---- Estratto della pagina

Per il perito risultava, dunque, provato in modo inequivocabile che lo stato di compromissione ambientale dell’area era conosciuto e significativo fin dal 1991, sia nella matrice terreno che nelle acque sotterranee (cfr. pag. 27 della relazione).
Sempre dalla relazione si legge che negli anni immediatamente successivi si decideva di arginare la suddetta contaminazione introducendo nel terreno un agente basico (denominato latte di calce), e di isolare il terreno e renderlo impermeabile con strati di terra argillosi e mediante le costruzioni (cfr. lo studio del 1993 e del 1995, commissionati dall’allora proprietaria Sogim S.r.l.).

--------

> **Consegne**:
(A) Elenca tutti gli anni citati nell'estratto sulla contaminazione dell'area.
(B) Conta le righe dei record che contengono la stringa "baby", rispettando maiuscole e minuscole, e riporta solo il numero.
L'estratto e i record sono materiali distinti tra loro.

---- Voci fornite

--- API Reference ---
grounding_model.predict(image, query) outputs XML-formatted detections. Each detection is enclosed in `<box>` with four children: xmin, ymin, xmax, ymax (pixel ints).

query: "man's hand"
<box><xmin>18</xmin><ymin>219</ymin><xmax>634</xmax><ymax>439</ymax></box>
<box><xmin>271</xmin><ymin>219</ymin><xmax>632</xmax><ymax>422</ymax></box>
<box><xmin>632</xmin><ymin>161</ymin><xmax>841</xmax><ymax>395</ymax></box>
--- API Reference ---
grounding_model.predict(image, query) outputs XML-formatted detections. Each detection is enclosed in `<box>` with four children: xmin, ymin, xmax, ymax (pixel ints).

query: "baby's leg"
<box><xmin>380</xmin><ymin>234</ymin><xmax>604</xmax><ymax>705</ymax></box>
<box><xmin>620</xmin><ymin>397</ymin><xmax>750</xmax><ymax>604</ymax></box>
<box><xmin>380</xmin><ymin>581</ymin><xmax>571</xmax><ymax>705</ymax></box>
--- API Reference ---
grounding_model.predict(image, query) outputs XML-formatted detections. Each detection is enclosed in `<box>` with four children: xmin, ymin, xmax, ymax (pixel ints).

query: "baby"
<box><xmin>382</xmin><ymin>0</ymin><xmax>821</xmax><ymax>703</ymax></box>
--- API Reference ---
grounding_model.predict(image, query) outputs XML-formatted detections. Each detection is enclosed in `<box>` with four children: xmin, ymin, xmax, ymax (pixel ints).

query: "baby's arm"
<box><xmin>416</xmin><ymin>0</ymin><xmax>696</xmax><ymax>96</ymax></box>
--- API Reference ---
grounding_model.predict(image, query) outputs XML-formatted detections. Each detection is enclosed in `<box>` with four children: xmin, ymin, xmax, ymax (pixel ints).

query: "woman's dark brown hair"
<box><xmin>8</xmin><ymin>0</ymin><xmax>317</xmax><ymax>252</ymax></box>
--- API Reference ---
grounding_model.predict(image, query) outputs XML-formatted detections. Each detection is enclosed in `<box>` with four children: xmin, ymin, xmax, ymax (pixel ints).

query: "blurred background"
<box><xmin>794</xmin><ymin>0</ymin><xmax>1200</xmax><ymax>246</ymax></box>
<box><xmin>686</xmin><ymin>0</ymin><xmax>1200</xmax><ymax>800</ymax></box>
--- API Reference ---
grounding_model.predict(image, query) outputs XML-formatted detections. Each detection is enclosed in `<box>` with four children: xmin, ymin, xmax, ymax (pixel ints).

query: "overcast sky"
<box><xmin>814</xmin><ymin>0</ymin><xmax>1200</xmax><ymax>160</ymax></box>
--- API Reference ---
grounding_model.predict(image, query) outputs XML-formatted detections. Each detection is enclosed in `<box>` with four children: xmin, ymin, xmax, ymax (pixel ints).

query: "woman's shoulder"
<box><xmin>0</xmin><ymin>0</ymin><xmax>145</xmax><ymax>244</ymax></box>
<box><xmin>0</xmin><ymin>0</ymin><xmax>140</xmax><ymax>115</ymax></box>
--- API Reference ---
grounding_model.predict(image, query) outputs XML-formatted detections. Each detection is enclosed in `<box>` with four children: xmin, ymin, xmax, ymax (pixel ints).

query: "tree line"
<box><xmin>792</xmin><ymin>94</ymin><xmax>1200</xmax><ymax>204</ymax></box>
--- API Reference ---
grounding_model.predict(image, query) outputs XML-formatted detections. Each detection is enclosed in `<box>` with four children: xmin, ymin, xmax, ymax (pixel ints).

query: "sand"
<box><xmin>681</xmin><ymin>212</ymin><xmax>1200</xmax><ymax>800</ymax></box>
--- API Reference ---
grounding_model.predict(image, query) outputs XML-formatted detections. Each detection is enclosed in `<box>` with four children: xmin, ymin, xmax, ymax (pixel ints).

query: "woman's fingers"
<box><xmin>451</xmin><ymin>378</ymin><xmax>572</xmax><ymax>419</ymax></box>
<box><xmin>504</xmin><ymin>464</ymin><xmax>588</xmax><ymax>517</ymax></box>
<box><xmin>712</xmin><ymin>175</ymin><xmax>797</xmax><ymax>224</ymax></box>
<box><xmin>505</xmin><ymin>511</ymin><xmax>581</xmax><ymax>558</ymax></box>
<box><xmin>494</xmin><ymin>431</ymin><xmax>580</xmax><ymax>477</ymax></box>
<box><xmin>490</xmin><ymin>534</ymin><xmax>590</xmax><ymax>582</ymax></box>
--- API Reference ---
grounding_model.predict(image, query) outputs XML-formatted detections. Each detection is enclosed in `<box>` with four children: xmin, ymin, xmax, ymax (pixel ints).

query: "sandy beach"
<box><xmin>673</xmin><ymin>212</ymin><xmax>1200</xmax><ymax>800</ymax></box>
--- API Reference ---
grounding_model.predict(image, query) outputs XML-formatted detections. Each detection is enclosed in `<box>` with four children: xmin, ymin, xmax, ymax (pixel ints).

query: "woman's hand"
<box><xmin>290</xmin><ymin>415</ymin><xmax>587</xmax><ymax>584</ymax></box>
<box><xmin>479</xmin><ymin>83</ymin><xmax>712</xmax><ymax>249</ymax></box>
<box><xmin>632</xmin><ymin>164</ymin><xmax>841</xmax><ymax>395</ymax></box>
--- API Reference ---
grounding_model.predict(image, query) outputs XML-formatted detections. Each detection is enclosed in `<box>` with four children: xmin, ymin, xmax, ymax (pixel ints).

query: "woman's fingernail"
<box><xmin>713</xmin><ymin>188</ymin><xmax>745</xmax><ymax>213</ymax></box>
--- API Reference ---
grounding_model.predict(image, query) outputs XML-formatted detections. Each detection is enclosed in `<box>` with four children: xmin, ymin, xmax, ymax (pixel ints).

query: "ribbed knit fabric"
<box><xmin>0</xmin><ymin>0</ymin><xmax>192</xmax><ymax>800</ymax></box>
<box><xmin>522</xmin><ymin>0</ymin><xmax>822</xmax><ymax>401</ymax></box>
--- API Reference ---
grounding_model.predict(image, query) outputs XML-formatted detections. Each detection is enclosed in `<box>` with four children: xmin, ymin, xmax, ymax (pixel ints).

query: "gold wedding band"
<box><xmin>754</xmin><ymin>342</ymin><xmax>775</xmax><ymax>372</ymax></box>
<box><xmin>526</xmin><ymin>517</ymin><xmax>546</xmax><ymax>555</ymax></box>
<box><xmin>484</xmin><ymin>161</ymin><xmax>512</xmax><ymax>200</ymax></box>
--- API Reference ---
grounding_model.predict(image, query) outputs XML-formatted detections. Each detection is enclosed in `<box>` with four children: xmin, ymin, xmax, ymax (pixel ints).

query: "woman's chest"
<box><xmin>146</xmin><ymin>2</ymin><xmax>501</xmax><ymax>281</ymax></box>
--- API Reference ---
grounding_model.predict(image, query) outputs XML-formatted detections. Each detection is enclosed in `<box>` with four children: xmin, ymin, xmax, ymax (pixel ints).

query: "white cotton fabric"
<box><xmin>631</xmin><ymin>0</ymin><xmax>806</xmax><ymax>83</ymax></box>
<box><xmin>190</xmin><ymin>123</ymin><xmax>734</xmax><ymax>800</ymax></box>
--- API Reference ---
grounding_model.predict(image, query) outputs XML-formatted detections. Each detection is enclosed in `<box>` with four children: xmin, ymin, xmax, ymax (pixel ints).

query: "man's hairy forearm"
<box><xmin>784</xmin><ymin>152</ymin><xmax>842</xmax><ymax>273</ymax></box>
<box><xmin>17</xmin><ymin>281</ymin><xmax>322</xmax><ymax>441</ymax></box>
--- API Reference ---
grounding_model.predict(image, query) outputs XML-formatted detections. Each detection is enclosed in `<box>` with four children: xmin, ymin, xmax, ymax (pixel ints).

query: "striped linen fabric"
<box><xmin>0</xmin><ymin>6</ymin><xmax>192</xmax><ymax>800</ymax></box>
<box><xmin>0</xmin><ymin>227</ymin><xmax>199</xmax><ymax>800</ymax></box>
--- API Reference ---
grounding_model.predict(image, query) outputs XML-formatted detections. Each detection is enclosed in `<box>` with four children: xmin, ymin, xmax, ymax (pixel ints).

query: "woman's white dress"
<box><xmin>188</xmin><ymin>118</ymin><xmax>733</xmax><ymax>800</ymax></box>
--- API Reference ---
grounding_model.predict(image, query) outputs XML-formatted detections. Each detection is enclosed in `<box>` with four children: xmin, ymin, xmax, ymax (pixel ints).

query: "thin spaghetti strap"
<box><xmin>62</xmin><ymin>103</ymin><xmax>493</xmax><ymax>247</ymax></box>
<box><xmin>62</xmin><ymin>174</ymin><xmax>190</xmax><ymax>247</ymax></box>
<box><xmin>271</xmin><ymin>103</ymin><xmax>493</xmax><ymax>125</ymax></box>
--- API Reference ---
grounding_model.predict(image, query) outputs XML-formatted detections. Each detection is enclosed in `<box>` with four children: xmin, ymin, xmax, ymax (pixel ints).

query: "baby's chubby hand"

--------

> **Soluzioni delle consegne**:
(A) 1991, 1993, 1995

(B) 4